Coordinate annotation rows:
══════════
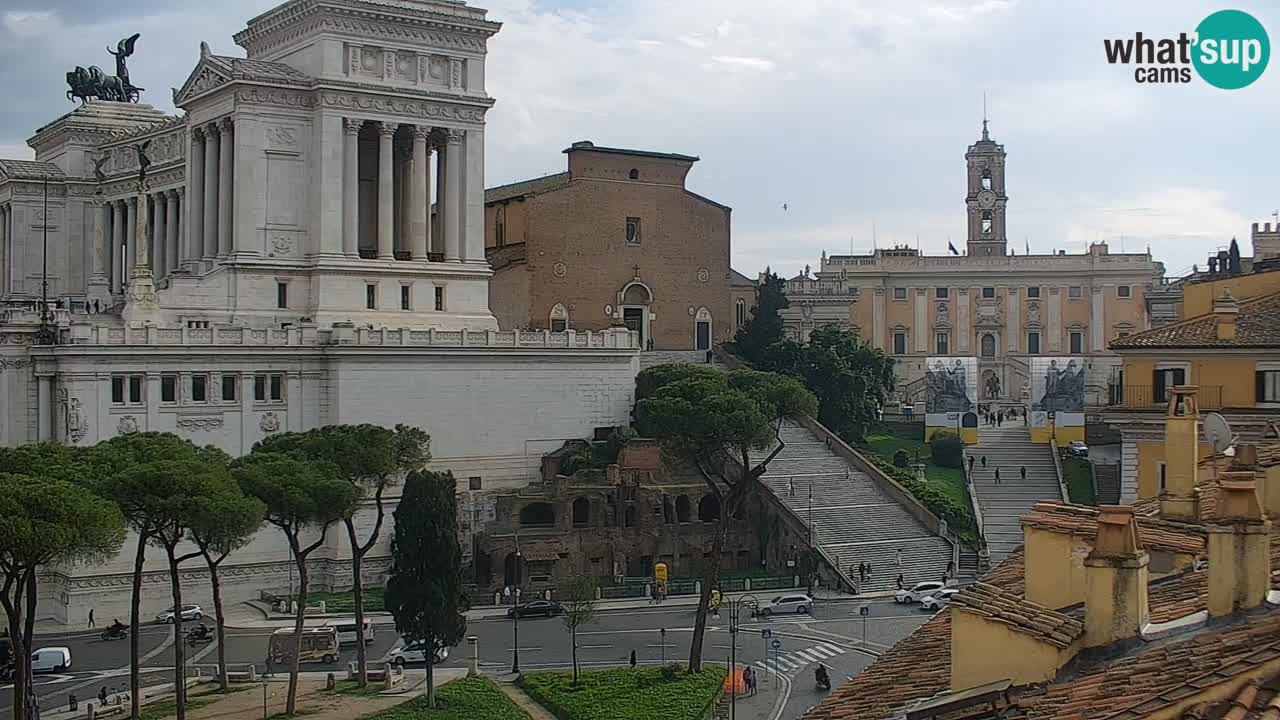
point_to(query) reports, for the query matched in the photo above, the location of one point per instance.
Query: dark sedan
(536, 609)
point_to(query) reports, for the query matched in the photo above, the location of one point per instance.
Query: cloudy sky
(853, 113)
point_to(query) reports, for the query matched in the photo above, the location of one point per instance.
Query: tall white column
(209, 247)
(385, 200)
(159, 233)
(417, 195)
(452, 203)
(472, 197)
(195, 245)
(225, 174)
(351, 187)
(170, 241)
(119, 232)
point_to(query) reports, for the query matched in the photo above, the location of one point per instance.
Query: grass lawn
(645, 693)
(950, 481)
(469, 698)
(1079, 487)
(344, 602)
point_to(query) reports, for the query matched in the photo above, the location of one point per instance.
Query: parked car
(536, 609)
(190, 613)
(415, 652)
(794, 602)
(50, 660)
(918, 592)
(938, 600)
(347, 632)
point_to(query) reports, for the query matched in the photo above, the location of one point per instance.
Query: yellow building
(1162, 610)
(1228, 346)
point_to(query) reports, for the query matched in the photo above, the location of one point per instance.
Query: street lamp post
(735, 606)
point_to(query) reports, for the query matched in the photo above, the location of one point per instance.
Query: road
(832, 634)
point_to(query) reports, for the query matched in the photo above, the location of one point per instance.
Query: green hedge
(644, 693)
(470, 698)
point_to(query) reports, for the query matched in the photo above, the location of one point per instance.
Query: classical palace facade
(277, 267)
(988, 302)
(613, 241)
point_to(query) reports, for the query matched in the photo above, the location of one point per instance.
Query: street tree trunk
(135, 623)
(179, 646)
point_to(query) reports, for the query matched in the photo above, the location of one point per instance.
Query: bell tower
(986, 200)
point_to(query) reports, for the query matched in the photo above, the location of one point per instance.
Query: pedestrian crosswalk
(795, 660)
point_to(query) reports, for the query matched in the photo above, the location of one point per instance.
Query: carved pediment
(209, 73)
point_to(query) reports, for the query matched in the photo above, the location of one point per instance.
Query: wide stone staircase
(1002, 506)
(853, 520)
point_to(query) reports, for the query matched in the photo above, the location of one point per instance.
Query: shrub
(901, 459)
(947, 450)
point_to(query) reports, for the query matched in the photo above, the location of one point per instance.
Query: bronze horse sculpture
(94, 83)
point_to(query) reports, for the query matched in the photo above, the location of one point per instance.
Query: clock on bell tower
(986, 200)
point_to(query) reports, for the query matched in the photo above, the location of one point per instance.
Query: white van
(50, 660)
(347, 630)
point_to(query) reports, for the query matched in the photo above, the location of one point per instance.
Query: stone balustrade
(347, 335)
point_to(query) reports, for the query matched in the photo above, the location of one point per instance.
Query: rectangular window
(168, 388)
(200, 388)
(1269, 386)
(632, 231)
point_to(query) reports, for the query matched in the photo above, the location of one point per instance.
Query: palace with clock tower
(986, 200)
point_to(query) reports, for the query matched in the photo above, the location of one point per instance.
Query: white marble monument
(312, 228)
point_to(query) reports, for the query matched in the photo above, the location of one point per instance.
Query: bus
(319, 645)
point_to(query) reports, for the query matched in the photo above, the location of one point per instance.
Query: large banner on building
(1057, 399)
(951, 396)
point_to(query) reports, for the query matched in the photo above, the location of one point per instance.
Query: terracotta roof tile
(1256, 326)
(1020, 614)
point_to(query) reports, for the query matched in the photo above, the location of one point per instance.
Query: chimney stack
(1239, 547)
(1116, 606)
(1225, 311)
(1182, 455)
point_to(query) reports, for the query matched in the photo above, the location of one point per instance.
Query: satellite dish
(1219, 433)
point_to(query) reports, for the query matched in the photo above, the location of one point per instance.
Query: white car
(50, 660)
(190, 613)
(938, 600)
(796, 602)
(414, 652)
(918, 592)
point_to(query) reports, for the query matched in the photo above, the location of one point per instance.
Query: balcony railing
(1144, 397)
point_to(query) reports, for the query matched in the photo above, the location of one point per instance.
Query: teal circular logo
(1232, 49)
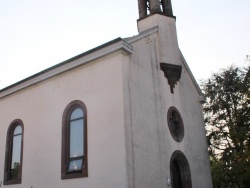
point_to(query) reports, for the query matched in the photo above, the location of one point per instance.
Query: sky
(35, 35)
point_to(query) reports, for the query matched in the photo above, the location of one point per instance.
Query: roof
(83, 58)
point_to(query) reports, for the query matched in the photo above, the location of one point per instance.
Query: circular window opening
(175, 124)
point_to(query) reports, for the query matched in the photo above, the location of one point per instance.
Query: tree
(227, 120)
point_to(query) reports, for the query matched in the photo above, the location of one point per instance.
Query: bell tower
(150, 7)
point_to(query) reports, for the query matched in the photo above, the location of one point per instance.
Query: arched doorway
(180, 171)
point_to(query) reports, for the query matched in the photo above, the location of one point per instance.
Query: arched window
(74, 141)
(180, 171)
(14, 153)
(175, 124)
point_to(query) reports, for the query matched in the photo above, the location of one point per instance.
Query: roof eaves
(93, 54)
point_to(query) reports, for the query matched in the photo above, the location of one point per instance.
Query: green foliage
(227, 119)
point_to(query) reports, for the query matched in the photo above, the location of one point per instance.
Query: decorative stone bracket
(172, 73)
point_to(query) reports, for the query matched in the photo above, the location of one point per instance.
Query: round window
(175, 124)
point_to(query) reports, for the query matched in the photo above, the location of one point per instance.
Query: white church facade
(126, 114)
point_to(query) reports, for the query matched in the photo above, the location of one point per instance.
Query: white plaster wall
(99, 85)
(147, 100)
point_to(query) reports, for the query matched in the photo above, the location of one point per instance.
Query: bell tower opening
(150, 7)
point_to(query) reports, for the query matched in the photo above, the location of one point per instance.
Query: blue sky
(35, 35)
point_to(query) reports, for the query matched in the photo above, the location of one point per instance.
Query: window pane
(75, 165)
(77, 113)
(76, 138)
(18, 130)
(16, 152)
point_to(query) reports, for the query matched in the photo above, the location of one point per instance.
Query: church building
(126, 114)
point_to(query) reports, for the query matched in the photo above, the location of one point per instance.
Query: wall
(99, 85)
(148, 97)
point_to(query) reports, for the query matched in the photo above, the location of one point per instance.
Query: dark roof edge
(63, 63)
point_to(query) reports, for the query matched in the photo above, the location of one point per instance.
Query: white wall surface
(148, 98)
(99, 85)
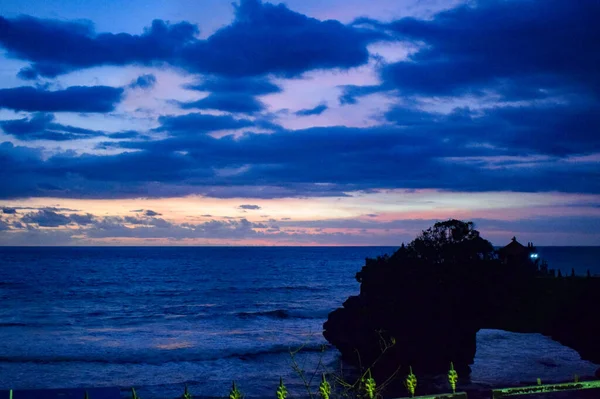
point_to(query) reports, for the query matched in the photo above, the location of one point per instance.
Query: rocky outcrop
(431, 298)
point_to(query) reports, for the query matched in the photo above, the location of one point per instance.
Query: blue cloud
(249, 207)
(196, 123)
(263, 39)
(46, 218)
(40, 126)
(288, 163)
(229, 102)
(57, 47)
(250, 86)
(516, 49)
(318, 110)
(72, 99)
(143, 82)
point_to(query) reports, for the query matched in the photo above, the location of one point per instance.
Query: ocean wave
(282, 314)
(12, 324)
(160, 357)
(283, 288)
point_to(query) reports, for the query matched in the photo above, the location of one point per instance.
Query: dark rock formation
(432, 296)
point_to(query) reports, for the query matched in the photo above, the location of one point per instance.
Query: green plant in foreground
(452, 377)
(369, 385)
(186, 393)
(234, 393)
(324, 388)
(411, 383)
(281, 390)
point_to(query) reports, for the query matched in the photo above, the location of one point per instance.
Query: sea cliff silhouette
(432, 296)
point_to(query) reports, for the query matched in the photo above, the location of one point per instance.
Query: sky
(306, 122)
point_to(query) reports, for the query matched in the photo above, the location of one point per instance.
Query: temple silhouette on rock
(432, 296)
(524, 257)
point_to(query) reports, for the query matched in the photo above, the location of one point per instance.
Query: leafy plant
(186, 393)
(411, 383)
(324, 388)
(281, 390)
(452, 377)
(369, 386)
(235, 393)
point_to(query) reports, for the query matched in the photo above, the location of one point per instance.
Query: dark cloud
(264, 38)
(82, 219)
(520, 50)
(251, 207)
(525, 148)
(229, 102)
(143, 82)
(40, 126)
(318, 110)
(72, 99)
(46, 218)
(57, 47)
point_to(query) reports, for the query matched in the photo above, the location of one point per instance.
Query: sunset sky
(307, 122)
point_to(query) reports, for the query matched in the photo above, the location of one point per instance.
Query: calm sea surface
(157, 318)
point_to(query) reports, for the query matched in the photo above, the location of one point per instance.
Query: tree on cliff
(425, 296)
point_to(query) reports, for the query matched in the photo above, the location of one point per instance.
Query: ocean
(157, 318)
══════════
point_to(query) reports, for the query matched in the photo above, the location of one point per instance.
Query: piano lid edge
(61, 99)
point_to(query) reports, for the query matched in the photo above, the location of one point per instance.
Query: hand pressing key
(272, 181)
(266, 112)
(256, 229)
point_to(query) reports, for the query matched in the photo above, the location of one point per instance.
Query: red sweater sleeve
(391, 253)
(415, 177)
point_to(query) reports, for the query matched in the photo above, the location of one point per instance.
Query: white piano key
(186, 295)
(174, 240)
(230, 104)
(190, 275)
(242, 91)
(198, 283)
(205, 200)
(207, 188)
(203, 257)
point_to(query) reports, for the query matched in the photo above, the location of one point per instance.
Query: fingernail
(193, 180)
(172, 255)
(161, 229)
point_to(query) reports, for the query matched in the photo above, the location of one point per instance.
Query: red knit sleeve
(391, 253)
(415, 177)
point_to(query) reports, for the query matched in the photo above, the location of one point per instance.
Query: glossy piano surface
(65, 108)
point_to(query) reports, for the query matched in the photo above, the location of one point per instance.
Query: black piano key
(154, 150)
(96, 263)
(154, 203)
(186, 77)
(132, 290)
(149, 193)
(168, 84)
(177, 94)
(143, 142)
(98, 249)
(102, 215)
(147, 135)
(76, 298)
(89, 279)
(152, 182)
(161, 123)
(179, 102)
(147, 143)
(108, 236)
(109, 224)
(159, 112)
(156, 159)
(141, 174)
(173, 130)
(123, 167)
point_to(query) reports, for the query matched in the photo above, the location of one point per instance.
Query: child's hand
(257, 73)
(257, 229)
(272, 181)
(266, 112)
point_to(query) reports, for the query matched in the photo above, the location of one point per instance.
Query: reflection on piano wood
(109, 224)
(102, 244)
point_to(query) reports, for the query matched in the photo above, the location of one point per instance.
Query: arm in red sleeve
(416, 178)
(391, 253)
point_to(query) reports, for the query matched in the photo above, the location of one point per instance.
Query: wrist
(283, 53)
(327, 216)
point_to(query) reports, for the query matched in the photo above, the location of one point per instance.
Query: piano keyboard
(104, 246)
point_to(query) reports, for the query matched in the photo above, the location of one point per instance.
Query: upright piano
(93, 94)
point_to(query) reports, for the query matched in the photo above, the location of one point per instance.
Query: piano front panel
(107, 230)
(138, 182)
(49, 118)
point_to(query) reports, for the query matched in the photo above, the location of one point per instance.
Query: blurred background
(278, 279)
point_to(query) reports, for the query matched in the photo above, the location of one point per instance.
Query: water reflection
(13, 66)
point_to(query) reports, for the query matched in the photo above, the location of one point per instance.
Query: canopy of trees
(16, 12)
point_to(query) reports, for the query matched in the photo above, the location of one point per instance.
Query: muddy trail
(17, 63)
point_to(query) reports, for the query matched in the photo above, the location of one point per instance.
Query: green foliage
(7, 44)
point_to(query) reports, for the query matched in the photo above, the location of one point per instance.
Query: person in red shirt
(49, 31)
══════════
» **Exercise requirements**: Count the lines in the rows above that contain the string "stone", matching case exactly, and reply with the number only.

» **Problem solution**: 3